PROBLEMS TO WORK ON:
(1) Answer these questions from the Terraform guide:
(a) What file name does it suggest for managing variables?
(b) What default value is set for the aws_region variable?
(c) What saying from IT does it quote about production?
(2) Please carry on the Terraform guide from the point where it stops.

GIVEN PASSAGE:
Mastering Terraform: Streamline EC2 Management with Variables, Outputs, Data Blocks & Real-World Fixes

A Hands-On Guide to Simplifying Infrastructure as Code with Terraform for Efficient EC2 Management

Mastering Terraform: Streamline EC2 Management with Variables, Outputs, Data Blocks & Real-World Fixes

Prerequisite: To gain a better understanding, it is advisable to read this blog first: Click here blog1 & blog2 before continuing with this one.

When you have set up an EC2 Instance using Terraform in a single main.tf file and need to change the instance type or volume size, it's generally not recommended to make direct changes. In IT, there's a saying: "If something is working fine in production, don't touch it." This means we should avoid repeatedly committing changes.

What is the Variables Block?

So, what is the solution? You can create a new file named variable.tf to manage variables. This allows you to easily change values across all your Terraform code.

Please read blog2 before continuing. In that blog, I created an EC2 instance that we will reference here. Reading it first will help you avoid feeling overwhelmed.

Steps to use Variable.tf:

  1. Create an variable.tf file and add below code in it.
variable "aws_region" {
  description = "This is the region specified for AWS Resources"
  default = "eu-west-1"
}

variable "aws_ec2_ami_id" {
  description = "This is AMI ID for Ubuntu Instance"
  default = "ami-0e9085e60087ce171"
}

variable "ec2_instance_type" {
  description = "This is the Instance type for EC2"

[Collected data entries]

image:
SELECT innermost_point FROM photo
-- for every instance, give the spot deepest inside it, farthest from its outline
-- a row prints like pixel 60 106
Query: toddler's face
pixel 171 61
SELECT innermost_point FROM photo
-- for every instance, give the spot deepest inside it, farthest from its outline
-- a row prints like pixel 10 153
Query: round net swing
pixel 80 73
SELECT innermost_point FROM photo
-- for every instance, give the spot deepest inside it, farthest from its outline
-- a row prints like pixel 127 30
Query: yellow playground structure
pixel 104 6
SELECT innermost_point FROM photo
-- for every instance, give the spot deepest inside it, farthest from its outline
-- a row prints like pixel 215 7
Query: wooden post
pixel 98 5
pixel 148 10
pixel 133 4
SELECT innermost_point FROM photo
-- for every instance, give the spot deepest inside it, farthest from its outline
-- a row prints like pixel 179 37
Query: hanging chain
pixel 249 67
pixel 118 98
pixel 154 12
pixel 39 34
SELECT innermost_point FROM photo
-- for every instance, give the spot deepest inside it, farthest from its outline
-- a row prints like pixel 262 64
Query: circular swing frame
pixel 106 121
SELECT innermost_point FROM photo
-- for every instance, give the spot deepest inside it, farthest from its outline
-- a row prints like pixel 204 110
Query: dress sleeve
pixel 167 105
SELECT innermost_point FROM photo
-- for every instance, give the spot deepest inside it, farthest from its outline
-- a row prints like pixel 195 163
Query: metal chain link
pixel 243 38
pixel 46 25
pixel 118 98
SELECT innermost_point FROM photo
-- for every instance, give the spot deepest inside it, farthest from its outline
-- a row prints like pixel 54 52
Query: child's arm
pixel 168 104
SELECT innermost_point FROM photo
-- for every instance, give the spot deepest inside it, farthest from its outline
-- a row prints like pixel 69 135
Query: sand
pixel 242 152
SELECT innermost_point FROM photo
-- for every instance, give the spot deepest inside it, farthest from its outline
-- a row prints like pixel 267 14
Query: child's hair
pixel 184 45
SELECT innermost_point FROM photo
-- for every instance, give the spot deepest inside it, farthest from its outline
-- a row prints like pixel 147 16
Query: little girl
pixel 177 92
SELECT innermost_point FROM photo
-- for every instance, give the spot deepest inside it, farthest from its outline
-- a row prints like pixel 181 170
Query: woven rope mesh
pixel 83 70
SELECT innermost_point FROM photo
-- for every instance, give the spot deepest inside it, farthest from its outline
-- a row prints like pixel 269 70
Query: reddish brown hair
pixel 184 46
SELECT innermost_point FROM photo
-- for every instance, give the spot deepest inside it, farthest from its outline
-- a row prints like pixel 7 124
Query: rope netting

EXPECTED OUTPUTS:
(1)
(a) variable.tf
(b) eu-west-1
(c) "If something is working fine in production, don't touch it."

(2)
  default = "t2.micro"
}

variable "aws_ec2_instance_name" {
  description = "This is the name given to EC2 instance"
  default = "Chetan-Auto-Server"
}

variable "aws_root_volume_size" {
  description = "This is the size of root volume for aws EC2"
  default = 10
}

The term "parameter" re fers to the "variable name" and is specific to Terraform.

  1. Edit terraform.tf and ec2.tf by using interpolation for variables.
terraform {
  required_providers {
    aws = {
      source  = "hashicorp/aws"
      version = "~> 5.0"
    }
  }
}

provider "aws" {
  region = var.aws_region
}
resource "aws_key_pair" "my-key" {
  key_name   = "acrobat-terraform-key"
  public_key = file("acrobat-terraform-key.pub")
}

resource "aws_default_vpc" "default" {

}

resource "aws_security_group" "my_sg" {
  name        = "Z plus security"
  description = "This is a security grp created by Terraform"
  vpc_id      = aws_default_vpc.default.id #This is called interpolatiion
  ingress {                                #Inbound Rule
    description = "Allow access to SSH port 22"
    from_port   = 22
    to_port     = 22
    protocol    = "tcp"
    cidr_blocks = ["0.0.0.0/0"] #Anywhere around the IP access grant
  }
  ingress { #Inbound Rule
    description = "Allow access to SSH port 80"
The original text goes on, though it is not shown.